Input data:
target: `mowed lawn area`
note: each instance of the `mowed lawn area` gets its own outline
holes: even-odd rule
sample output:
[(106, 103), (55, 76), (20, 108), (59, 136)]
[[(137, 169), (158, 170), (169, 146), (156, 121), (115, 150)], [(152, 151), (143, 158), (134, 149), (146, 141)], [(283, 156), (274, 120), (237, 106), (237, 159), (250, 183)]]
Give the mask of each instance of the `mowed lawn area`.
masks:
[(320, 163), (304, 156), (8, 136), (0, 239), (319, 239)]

Activity:
The answer is to be a bare number, showing how many lines of the records contain "area".

Solution below:
3